* REQUIRED ACTION *
Take each line in the entries below that holds "pine" and show it.

* Data extracted from a collection *
Segment Open
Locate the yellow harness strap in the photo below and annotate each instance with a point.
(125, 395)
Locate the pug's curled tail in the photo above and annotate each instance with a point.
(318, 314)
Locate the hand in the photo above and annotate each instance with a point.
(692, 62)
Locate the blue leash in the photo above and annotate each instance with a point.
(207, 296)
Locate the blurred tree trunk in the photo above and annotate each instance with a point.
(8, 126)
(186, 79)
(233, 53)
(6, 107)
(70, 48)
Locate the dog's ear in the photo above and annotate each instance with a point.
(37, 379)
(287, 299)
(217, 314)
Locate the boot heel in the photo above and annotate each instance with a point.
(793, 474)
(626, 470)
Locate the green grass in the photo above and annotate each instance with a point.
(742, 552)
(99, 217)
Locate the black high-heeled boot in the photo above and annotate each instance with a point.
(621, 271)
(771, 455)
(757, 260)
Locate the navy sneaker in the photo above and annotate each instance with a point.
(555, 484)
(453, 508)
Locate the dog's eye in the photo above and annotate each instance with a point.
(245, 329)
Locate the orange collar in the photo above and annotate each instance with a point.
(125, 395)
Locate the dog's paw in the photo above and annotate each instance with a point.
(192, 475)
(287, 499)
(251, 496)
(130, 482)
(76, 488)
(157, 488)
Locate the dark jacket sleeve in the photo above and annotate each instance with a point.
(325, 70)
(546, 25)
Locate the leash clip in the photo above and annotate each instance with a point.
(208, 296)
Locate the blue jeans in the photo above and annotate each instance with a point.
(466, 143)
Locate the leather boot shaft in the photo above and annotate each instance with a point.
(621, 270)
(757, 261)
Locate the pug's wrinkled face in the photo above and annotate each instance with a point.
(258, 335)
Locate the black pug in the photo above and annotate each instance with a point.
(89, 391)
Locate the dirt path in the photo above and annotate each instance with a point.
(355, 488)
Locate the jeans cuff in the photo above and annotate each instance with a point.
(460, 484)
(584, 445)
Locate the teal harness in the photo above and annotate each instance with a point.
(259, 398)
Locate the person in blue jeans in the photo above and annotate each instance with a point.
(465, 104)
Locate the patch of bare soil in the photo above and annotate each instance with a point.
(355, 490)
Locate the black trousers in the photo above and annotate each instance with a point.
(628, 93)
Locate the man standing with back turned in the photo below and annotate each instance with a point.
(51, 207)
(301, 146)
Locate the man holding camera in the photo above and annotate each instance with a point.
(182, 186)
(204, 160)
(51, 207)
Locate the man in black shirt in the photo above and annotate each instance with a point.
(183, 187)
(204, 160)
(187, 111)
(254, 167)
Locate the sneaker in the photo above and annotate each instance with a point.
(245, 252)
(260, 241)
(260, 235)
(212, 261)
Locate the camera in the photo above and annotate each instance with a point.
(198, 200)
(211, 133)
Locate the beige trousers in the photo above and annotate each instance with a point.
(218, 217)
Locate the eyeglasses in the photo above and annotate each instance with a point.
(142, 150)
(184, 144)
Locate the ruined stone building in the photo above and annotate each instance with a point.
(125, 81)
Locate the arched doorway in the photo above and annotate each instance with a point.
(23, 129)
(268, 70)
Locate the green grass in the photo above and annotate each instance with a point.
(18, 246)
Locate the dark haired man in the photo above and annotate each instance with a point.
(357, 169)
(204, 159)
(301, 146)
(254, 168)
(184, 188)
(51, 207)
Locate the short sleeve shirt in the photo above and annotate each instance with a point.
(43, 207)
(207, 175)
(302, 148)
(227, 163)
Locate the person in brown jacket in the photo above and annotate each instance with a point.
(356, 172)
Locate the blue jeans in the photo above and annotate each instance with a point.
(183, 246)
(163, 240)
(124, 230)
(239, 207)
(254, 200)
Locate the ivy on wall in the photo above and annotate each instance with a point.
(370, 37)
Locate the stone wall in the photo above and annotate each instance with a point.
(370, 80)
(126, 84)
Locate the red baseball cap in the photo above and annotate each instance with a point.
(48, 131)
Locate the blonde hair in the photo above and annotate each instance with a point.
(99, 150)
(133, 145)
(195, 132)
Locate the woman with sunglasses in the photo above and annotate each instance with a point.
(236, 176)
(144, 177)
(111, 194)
Segment Closed
Segment Open
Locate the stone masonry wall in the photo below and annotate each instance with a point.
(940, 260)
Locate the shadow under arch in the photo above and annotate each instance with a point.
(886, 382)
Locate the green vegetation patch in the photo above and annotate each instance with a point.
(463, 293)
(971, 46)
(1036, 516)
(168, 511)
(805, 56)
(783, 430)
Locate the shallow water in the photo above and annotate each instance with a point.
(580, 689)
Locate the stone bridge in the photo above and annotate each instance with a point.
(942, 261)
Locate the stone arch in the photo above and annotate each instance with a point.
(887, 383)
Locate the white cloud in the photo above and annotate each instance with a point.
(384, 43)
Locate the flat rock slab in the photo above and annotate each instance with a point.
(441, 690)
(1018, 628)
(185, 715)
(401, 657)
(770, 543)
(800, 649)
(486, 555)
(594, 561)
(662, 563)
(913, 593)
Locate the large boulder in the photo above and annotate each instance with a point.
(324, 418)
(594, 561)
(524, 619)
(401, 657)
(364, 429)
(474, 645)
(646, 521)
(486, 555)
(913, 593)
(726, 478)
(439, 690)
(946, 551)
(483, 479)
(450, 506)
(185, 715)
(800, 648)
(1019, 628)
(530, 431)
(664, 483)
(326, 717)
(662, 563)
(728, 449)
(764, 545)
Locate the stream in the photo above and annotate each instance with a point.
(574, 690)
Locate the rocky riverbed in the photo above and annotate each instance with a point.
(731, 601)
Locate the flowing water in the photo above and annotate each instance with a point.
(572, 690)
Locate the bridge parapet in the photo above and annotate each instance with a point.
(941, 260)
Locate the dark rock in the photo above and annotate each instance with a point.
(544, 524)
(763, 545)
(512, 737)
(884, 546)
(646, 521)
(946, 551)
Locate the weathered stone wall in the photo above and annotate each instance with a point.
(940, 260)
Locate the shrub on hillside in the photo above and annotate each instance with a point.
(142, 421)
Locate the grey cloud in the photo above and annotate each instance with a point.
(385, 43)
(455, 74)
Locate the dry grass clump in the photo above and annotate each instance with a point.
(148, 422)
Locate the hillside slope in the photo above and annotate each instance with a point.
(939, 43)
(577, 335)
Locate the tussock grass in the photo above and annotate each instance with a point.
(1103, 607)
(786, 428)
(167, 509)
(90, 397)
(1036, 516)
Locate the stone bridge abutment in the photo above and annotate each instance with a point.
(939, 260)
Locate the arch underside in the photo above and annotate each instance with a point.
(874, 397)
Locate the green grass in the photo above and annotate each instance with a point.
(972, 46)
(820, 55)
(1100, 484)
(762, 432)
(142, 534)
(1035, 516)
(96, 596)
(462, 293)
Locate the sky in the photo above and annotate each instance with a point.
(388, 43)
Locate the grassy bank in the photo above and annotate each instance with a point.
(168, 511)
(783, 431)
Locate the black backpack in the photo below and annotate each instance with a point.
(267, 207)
Segment Closed
Segment Open
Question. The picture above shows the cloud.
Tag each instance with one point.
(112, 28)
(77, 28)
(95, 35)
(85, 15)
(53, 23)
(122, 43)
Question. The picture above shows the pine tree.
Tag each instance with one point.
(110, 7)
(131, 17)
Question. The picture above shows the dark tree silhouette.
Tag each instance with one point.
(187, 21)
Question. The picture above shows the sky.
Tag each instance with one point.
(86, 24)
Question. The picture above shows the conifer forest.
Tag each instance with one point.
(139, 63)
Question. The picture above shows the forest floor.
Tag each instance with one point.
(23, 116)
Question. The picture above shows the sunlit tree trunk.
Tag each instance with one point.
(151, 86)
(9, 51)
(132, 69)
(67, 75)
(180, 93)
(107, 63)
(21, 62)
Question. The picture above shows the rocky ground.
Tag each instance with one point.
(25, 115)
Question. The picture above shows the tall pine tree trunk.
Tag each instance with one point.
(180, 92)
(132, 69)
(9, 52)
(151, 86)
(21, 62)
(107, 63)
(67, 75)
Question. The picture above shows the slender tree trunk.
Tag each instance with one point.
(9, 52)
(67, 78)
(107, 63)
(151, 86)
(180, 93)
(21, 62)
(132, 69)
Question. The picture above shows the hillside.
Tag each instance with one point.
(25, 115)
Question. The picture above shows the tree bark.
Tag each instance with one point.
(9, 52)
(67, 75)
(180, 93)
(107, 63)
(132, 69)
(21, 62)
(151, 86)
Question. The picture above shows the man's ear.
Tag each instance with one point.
Segment Closed
* REPLY TO THE TASK *
Question. The picture above shows the pine tree.
Question. The picture above shows the tall pine tree trunk.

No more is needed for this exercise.